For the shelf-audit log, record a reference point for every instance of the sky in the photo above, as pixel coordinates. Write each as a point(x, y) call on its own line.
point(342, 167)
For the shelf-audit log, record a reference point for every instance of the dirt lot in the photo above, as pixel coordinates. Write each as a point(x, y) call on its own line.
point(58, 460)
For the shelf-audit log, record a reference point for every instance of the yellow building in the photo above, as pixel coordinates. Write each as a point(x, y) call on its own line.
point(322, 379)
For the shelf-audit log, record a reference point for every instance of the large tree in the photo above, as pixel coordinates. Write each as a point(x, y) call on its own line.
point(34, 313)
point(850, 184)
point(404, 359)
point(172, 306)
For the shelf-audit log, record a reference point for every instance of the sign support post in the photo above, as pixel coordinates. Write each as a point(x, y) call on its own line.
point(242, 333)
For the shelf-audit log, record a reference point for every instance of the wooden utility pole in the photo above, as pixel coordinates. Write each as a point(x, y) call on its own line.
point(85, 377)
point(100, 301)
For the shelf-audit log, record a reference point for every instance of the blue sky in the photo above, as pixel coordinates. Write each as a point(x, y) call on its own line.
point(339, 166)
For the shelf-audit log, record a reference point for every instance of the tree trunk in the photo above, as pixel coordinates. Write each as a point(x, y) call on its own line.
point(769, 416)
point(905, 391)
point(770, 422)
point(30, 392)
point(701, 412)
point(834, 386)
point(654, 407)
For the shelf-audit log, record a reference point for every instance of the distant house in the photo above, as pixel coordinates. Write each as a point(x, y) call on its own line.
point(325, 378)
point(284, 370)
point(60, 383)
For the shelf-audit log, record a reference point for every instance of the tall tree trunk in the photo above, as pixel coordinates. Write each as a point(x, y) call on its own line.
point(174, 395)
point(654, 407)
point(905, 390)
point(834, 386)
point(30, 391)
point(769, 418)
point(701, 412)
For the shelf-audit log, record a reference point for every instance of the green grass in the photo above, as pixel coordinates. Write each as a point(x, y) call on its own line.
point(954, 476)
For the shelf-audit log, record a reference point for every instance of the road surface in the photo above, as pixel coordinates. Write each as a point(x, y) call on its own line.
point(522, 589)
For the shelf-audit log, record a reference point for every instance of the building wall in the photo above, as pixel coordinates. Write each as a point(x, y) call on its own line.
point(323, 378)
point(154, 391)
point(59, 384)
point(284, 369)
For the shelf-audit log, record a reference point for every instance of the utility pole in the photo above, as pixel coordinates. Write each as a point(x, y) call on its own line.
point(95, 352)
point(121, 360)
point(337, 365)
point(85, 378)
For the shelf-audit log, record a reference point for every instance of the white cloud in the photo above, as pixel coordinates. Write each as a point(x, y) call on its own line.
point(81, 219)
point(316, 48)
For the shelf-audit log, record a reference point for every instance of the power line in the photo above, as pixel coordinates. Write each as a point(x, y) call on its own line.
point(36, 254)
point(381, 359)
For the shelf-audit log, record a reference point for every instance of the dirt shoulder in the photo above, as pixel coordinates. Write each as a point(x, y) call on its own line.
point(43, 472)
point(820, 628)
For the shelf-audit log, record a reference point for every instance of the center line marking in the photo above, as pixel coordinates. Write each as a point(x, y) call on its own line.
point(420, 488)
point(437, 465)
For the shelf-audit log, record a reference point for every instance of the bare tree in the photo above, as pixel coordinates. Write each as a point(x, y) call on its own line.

• Exercise brief
Restate all of the data above. Match it word for word.

• Response to the exercise
For the shelf-audit log, record a reference point for every instance of the sky in the photo above, as pixel coordinates. Write each as a point(x, y) call on its own line.
point(342, 167)
For the shelf-audit log, record a reference point for every instance of the dirt lot in the photo above, as pixel coordinates. Write each as a point(x, y) call on its own line.
point(58, 460)
For the shelf-audit log, record a reference point for every instance of the yellow building in the photo above, as pixel coordinates. Write each as a point(x, y) call on its own line.
point(322, 379)
For the shelf-audit log, record a reference point for every instance of the large tree in the photo above, as pixel coordinates. Write each as a point(x, y) call on its own line.
point(34, 313)
point(850, 184)
point(404, 359)
point(172, 306)
For the shelf-audit log, record a reference point for every instance of the sign support post in the photo above, as pixel coordinates. Write each as a point(x, y) call on its own line.
point(242, 333)
For the shelf-audit log, record a reference point for every instance of the wooden utility pole in the photo above, as pixel coordinates. Write each as a point(x, y) call on its own line.
point(85, 377)
point(100, 301)
For the shelf-audit log, record a reference point for every instance of the blue sky in the photo above, as pixel coordinates. Write each as a point(x, y) call on its own line.
point(339, 166)
For the shelf-audit log, record a reference point for every instance of the tree trunk in the photo above, as pixel coordinates. Write each as a point(x, y) call on its own line.
point(769, 416)
point(905, 391)
point(770, 422)
point(30, 392)
point(701, 412)
point(834, 386)
point(654, 407)
For the shelf-audit log, record a reference point for every instance of the distant house in the photo above, as pixel coordinates. Write each as a point(x, y) call on its own line.
point(325, 378)
point(284, 370)
point(60, 383)
For the shelf-audit log, record a reference point for every instance of the tall tree trunk in the photo above, as pixel coordinates. Write each as a point(x, y) call on its own line.
point(174, 395)
point(654, 407)
point(905, 390)
point(834, 386)
point(30, 391)
point(769, 418)
point(701, 412)
For the shelf-audit log, record a reference point for every instance of the green grass in the photo above, as pixel coordinates. Write each as a point(x, y) call on its own line.
point(954, 476)
For the shelf-audit log, record a reference point for every instance of the road surface in the photo above, as pixel coordinates. Write each as a point(x, y) call on its own line.
point(522, 589)
For the shelf-audit log, record a reference point for every instance of the building wall in the photo above, as pixel coordinates. Write each as a point(x, y) call on its own line.
point(323, 378)
point(154, 391)
point(59, 384)
point(284, 369)
For the shelf-audit log, record a reference point for every instance of the utility pole in the photo above, as pixel coordinates. Write each as a point(x, y) call on its own line.
point(95, 352)
point(121, 360)
point(337, 365)
point(85, 378)
For the shelf-audit log, record a reference point for every instance of the white cloud in the photo above, as pixel coordinates. Write each as a point(x, y) call on its own line.
point(81, 219)
point(316, 48)
For the shelf-audit log, record a reference point for every instance of the power line in the photo above, as pixel coordinates. Write each as a point(x, y) call on its own line.
point(36, 254)
point(381, 359)
For the shelf-audit log, record a reference point for every instance of the dirt shoulder in the photo above, as pixel coordinates. Write each as a point(x, y) call on its own line.
point(43, 472)
point(820, 628)
For the shelf-audit log, record a reference point for every instance of the center line marking in the photo above, as pixel coordinates. Write each as a point(x, y) call on its own line.
point(420, 488)
point(437, 465)
For the shelf-audit log, record a reference point for every instance of the bare tree in the photo above, as pixel coordinates. Write each as a point(x, y) call on its own line.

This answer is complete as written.